## Text segment
•••••

Born in New Zealand to American parents in the mid-1960s, Oelze felt drawn to his distant homeland at an early age through old TV shows. “When ‘Daniel Boone’ came on, it symbolized what I longed to return to,” he says. Cowboys and Native Americans figured prominently in the scenes he always drew.
The family returned to the U.S. when he was 9, and by high school in Bedford, Indiana, he was “known as an artist,” he says. After graduation, Oelze studied fine art in college, but the focus at the time seemed to be on computer graphics or abstract art, and that wasn’t what he was looking for.
Oelze eventually moved to Tokyo, first teaching English and then working as a document translator for a securities firm. “I didn’t mean to stay,” he laughs, “but I wound up living there for 10 years.” The fast-paced life in the Japanese capital made him yearn for his homeland and for more meaningful work, so he went to a local art store and bought paint and canvases.
Oelze began by creating Tokyo commuter scenes, but when he stumbled across an American magazine about Western art, he was inspired to research and paint Western scenes. In 2002, he sent one such scene to a sculptor he knew in Montana, who offered to show it along with his own works at a hotel not far from the C.M. Russell Museum in Great Falls, during the town’s annual Western Art Week. It sold, as did more of his paintings in the same way over the next three years.

•••••

## Material supplied
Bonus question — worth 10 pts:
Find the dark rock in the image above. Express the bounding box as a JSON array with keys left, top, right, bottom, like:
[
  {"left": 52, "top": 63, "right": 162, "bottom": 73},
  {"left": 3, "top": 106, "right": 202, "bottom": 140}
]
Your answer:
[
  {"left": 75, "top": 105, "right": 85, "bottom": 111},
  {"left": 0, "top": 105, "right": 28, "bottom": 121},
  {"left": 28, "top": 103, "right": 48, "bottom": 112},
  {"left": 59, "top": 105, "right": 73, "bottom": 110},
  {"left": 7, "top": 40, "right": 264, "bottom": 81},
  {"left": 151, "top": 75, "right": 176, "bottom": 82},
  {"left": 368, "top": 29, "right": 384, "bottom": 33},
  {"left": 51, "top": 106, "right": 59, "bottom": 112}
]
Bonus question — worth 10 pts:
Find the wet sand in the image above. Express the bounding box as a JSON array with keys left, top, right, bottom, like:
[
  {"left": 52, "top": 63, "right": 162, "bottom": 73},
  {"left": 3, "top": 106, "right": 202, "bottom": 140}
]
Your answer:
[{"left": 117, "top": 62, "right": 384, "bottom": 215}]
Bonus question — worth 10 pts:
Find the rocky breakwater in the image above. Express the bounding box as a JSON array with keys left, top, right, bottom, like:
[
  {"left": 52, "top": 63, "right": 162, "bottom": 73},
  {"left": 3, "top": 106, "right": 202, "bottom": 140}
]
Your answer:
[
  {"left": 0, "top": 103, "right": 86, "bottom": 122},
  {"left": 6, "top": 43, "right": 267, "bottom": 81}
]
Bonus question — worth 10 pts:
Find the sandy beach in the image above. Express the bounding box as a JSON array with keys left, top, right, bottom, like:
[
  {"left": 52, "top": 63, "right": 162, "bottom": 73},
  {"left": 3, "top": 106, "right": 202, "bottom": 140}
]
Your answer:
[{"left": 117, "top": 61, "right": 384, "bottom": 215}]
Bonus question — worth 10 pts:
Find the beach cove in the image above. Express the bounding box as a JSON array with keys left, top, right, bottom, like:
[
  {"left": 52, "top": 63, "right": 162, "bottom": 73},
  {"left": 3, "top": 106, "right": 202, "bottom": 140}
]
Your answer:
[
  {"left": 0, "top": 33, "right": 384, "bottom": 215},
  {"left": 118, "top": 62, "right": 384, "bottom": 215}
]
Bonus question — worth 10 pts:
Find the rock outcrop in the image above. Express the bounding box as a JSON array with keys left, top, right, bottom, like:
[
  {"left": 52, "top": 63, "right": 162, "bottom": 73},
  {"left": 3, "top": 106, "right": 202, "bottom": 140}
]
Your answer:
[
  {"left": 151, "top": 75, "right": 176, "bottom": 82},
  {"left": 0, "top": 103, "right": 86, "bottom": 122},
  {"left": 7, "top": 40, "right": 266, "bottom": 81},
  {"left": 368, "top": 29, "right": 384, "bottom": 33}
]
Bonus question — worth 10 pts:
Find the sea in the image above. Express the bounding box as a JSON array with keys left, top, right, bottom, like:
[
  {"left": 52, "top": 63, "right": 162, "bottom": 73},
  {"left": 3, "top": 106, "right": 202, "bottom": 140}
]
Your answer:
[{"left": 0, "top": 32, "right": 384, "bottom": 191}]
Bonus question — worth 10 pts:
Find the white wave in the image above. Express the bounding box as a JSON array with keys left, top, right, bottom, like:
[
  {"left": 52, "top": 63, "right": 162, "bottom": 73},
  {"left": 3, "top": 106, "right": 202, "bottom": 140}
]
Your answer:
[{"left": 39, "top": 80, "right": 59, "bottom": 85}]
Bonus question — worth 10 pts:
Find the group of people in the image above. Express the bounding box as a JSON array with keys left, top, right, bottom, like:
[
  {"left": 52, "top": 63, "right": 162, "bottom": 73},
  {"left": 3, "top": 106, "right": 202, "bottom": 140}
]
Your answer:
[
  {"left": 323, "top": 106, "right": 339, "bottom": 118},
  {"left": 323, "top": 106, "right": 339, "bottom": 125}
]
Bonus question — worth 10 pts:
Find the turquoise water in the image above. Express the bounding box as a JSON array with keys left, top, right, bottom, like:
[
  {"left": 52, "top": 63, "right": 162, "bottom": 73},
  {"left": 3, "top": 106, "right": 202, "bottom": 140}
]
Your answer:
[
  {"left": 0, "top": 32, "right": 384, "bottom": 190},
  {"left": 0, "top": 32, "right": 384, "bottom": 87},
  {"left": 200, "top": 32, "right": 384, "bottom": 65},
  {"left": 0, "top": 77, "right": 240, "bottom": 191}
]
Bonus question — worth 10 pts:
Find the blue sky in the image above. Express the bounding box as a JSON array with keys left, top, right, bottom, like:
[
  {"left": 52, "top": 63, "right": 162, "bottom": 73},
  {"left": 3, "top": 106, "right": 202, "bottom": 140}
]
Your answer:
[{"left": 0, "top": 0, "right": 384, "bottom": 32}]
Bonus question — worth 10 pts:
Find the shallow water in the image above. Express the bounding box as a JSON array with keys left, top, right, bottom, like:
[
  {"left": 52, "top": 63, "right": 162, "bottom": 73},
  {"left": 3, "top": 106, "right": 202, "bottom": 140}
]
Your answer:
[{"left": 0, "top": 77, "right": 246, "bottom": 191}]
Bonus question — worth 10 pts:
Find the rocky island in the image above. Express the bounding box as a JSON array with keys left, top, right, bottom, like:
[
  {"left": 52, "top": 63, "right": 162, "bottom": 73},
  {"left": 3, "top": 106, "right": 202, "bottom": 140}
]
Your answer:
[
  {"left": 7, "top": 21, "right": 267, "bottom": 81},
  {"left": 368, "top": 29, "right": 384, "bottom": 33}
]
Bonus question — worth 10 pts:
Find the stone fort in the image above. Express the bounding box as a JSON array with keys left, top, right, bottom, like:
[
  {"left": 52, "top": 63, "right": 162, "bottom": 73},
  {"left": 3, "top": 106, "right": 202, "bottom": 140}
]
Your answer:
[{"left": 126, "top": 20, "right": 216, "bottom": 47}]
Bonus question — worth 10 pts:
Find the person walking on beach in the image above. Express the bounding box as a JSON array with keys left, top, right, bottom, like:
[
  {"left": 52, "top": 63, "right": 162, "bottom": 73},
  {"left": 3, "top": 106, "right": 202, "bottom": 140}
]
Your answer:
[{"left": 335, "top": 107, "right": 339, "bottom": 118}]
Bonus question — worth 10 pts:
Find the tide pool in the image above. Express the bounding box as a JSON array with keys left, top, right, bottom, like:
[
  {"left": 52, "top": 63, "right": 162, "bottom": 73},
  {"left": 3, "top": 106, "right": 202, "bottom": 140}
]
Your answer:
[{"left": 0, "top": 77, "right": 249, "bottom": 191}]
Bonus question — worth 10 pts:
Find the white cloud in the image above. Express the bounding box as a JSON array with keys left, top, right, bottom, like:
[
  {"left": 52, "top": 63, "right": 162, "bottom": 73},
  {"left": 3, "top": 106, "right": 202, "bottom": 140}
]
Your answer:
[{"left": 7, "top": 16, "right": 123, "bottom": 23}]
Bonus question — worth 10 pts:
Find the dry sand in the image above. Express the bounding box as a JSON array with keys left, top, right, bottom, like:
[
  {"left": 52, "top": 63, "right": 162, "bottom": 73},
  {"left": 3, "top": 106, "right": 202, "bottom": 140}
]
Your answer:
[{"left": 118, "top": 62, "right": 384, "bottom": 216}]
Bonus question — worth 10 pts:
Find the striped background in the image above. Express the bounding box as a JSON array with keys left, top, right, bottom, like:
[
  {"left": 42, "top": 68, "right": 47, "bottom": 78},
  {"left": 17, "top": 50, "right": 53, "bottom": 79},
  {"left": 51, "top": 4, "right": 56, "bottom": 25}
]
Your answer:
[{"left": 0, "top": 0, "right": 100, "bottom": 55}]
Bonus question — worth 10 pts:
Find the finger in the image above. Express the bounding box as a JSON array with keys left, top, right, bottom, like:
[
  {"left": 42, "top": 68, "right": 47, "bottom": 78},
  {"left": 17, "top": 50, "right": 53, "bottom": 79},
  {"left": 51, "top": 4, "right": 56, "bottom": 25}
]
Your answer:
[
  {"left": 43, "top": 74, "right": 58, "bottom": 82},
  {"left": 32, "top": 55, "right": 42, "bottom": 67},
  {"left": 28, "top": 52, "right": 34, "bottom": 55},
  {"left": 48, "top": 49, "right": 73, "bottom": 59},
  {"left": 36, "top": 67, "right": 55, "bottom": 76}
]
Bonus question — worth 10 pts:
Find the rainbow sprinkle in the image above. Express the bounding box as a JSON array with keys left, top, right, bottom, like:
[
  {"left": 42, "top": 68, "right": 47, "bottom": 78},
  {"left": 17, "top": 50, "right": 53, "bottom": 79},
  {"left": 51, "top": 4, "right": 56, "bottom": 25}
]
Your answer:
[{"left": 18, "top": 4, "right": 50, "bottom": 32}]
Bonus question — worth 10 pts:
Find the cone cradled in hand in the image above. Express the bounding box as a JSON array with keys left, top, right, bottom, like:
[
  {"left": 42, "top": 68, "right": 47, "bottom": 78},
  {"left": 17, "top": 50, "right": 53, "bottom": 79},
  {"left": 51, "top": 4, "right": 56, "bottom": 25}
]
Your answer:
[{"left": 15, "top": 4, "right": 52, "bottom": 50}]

•••••

## Exercises
A) Answer these questions from the passage about Oelze's path to painting, one per line:
(i) In which town did Oelze attend high school?
(ii) How many years did he end up living in Tokyo?
(iii) To whom did he send a Western scene in 2002?
B) Name every country, state, and city mentioned in the passage about Oelze's path to painting.
C) According to the passage about Oelze's path to painting, why did he buy paint and canvases at a local art store in Tokyo?

## Answers below
A)
(i) Bedford, Indiana
(ii) 10 years
(iii) A sculptor he knew in Montana

B) New Zealand, the U.S., Bedford, Indiana, Tokyo, Montana, Great Falls

C) The fast-paced life in Tokyo made him long for his homeland and for more meaningful work. That longing led him to the art store to buy paint and canvases.